[Region pointing data]
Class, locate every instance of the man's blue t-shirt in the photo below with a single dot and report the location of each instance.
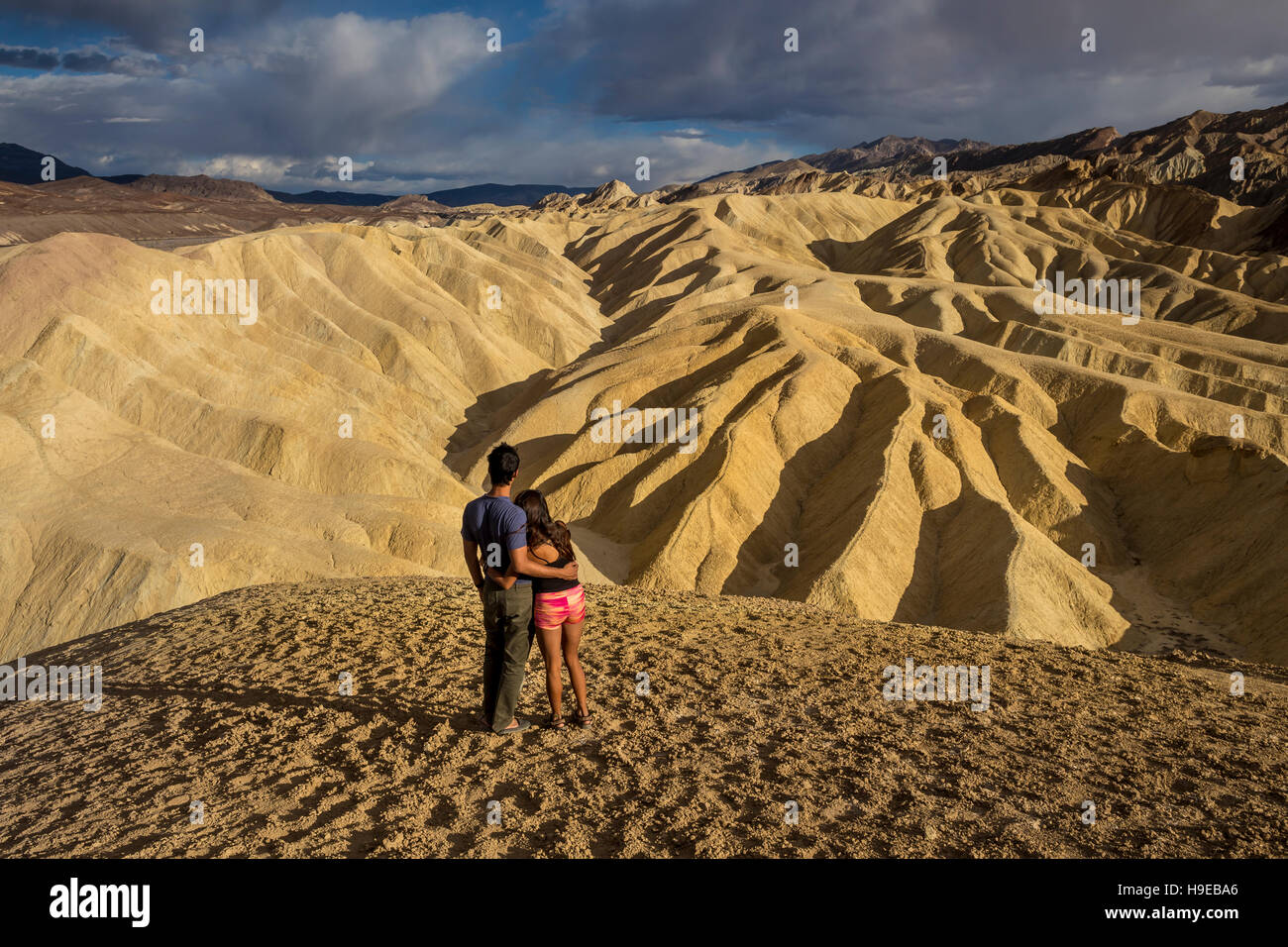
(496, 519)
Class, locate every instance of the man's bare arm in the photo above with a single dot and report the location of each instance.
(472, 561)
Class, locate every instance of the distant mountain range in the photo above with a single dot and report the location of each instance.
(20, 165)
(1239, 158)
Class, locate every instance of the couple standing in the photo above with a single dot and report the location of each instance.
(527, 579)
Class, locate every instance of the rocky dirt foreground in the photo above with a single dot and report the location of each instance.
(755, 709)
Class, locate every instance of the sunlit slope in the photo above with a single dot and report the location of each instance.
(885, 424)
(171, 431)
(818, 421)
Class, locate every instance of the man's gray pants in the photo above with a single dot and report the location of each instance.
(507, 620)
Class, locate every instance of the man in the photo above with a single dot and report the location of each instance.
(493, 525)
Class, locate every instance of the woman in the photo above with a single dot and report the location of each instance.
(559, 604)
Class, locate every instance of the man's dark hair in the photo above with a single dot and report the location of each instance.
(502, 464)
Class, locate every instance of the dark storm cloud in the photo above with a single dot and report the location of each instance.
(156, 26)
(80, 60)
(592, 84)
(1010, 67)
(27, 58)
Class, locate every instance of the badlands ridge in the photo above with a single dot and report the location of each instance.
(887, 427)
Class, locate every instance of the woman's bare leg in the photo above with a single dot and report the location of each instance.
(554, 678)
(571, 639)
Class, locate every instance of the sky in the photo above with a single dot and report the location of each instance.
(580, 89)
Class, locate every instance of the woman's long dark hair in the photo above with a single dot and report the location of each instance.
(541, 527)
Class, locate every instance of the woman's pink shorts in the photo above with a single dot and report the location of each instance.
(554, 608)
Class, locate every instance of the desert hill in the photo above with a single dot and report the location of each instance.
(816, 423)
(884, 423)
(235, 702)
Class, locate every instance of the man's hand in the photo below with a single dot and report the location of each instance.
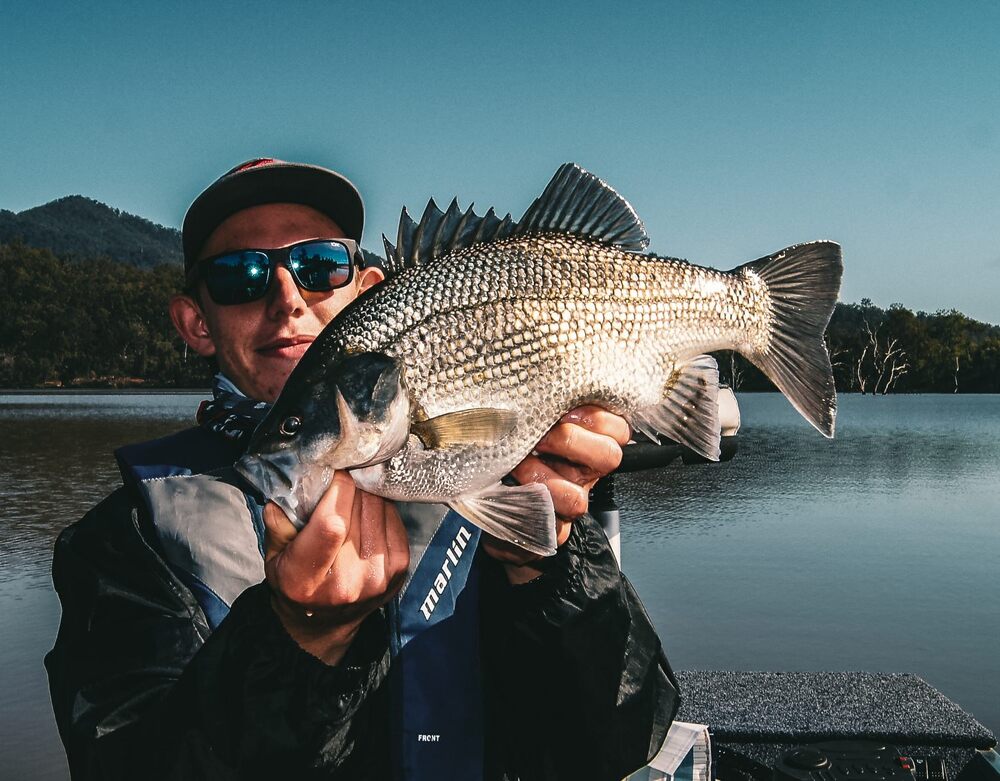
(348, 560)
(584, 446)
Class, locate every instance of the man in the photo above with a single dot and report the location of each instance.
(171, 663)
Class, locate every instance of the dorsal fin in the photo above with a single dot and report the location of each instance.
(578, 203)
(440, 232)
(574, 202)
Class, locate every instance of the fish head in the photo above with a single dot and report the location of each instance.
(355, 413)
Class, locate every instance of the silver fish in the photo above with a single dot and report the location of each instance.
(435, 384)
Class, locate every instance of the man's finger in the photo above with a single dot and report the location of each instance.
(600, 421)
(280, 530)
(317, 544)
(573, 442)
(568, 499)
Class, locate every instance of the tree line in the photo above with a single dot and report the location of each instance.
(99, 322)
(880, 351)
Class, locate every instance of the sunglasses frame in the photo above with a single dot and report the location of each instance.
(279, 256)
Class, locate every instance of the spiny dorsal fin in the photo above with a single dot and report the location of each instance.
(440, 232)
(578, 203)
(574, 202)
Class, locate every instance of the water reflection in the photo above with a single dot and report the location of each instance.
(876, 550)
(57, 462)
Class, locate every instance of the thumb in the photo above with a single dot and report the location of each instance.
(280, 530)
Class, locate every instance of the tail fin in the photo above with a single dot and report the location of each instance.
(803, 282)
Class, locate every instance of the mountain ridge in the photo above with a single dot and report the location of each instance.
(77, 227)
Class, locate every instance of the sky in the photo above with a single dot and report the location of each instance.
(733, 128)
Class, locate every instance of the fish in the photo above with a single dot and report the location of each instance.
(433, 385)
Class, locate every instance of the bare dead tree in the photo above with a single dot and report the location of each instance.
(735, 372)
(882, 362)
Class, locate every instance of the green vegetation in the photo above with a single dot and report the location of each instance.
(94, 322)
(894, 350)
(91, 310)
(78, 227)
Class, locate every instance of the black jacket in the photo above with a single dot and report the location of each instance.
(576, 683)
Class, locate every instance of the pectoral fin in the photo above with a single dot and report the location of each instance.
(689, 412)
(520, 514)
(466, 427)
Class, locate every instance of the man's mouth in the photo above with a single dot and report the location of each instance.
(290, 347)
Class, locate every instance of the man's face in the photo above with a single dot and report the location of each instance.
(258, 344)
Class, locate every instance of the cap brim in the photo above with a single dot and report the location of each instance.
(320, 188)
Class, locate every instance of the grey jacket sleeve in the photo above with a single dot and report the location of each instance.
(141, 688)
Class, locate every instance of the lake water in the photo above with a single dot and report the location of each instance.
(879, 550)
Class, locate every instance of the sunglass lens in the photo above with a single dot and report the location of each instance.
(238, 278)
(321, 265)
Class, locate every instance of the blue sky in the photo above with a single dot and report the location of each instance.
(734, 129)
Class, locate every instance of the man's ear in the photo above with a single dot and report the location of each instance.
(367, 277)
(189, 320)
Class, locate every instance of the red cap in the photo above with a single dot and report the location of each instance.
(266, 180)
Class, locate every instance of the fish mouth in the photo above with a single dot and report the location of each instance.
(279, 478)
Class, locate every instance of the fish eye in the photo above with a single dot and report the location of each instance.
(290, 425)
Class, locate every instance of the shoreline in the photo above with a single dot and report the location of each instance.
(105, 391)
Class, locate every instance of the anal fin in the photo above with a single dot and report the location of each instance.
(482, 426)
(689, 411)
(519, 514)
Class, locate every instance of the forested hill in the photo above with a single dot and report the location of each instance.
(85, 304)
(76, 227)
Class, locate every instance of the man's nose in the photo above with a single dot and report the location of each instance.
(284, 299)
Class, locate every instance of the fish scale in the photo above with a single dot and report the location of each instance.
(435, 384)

◆ **TASK PROMPT**:
Drop the images and quote the entries word for word.

◆ **ANSWER TO THE EXERCISE**:
Class, locate every instance of the man's blue t-shirt in the photo below with a single dot and report the location of each instance.
(496, 519)
Class, locate every instance of the man's bare arm in the photo above with a single dot and report the location of each instance.
(472, 561)
Class, locate every instance of the distant mountain range in the photo above with a single dot and report the location of each instance.
(20, 165)
(1239, 158)
Class, locate every instance of the couple standing in the photo above with a single dot and report the location of each instance.
(527, 579)
Class, locate every instance of the rocky dirt foreground in the photo above with a single dot and report the location of each instance.
(755, 709)
Class, locate every instance of the sunlit slope in the photo above with a single dot and report the location of each instance.
(885, 424)
(171, 431)
(818, 421)
Class, locate every instance of the man's gray pants in the photo above with a single dot and report the location of each instance.
(507, 620)
Class, locate every instance of the man in the photo above with a single dot and report the location of each instance.
(493, 525)
Class, locate every instance of the woman in the photo above with a single dot and report the location of each instance.
(559, 604)
Class, locate every instance of the man's dark hair in the photo above with a single dot and report the location of each instance.
(502, 464)
Class, locate every instance of the dark storm cloud in the photo above with a single dot and report the location of each instance.
(156, 26)
(80, 60)
(592, 84)
(1010, 67)
(27, 58)
Class, locate every instance of the badlands ridge in the photo above with a single dot and report the location of each instance.
(887, 427)
Class, locate every instance of the woman's bare leg in the photo above with a single dot and report the location of each instance.
(554, 678)
(571, 639)
Class, locate every instance of the sky in the photo above with a single dot and report the location of each instance.
(580, 89)
Class, locate every instance of the woman's long dark hair in the photo above with a single dot and report the location of each instance.
(541, 527)
Class, locate every instance of the woman's pink shorts in the photo above with a single dot and report the location of each instance.
(554, 608)
Class, locate every instance of the desert hill in the photo above with a single dot and report the location of each instance.
(816, 423)
(884, 423)
(235, 702)
Class, locate every instance of the man's hand in the photo below with a single dot and report the location of each instance.
(348, 560)
(584, 446)
Class, locate every instance of the man in the photo above with a single dot and report the location of each instance.
(171, 663)
Class, locate every instance of the dorsal fin in the photo above with a single dot and report the location of each instance.
(578, 203)
(440, 232)
(574, 202)
Class, locate every instance of the fish head in the photo above with a single dot and report the location of each instance.
(355, 413)
Class, locate every instance of the silver fish in the photo above with a single dot and report the location of each instance.
(435, 384)
Class, locate every instance of the man's finger in the photo above with a single dot and report the location of each instance.
(600, 421)
(280, 530)
(317, 544)
(573, 442)
(568, 499)
Class, locate every instance of the tree line in the photo above with a single dot and report the location of each instance.
(99, 322)
(880, 351)
Class, locate every instance of the sunglasses frame in the photo above with a single dot and report the location of each instance.
(279, 256)
Class, locate every instance of the spiny dorsal fin in the photo above with a single dot and report the location of each instance.
(440, 232)
(578, 203)
(574, 202)
Class, locate every instance of the water reflection in the photo above with a single dot and report the location of each instance.
(876, 550)
(57, 462)
Class, locate every instance of the thumb in the photo above with a single dot and report the location of each instance.
(280, 530)
Class, locate every instance of the tail fin in the photo above with a single dot and report the location of each instance.
(803, 282)
Class, locate every instance of the mountain ridge in the photo above with a single dot and report the location of each instance.
(77, 227)
Class, locate every instance of the sky in the photo above with a single dot and report the location of each instance.
(733, 128)
Class, locate every instance of the fish in the photo above with a single dot and report the location of each instance.
(433, 385)
Class, locate every instance of the bare dead tree in the photo above with a single dot and report the location of each instance.
(735, 372)
(882, 362)
Class, locate every instance of the green vegetation in the photo above with a single dot and report the location of each instance.
(94, 322)
(894, 350)
(91, 310)
(78, 227)
Class, locate every instance of the black jacket in the photo above with a single dot and report the location of each instance.
(576, 683)
Class, locate every instance of the pectoral fin in the photo above with a single dot and report the location of each instance.
(689, 412)
(520, 514)
(466, 427)
Class, locate every instance of the man's mouth in the photo above with a single dot and report the location of each instance.
(290, 347)
Class, locate every instance of the man's face in the photo above with a single dot and report the location of each instance.
(258, 344)
Class, locate every instance of the cap brim in the photo above with a single dot and report the location of each instance.
(320, 188)
Class, locate every instance of the grey jacket sleeve in the photo above with a single dot and report the location of each instance.
(141, 688)
Class, locate every instance of the lake water in the photo above with a single dot and report the location of each instance.
(879, 550)
Class, locate every instance of the sunglass lens in the photo above with a single dot and report the location of each instance.
(238, 278)
(321, 265)
Class, locate every instance of the blue sky in the photo above with a single dot and report the location of each instance.
(734, 129)
Class, locate every instance of the man's ear in the photo above with a single dot and report the location of each instance.
(367, 277)
(189, 320)
Class, locate every instance of the red cap in the photo above with a single dot and report the location of each instance.
(266, 180)
Class, locate every instance of the fish mouth in the photo above with a single dot and report the location of each instance.
(279, 478)
Class, locate every instance of the fish eye in the photo above with a single dot and report the location of each instance.
(290, 425)
Class, locate every instance of the shoreline in the photo above with a single dot and report the location of each instance.
(105, 391)
Class, locate every instance of the anal fin in the photo above with a single dot and report the location of each instance.
(482, 426)
(689, 411)
(519, 514)
Class, locate every instance of the forested hill in the photo above with a single dot and report the location of each instance.
(85, 304)
(76, 227)
Class, locate every instance of the man's nose in the photo above with a single dot and report the location of each instance.
(284, 299)
Class, locate every instance of the fish scale in the photo above with a single dot and report the location of each instance.
(435, 384)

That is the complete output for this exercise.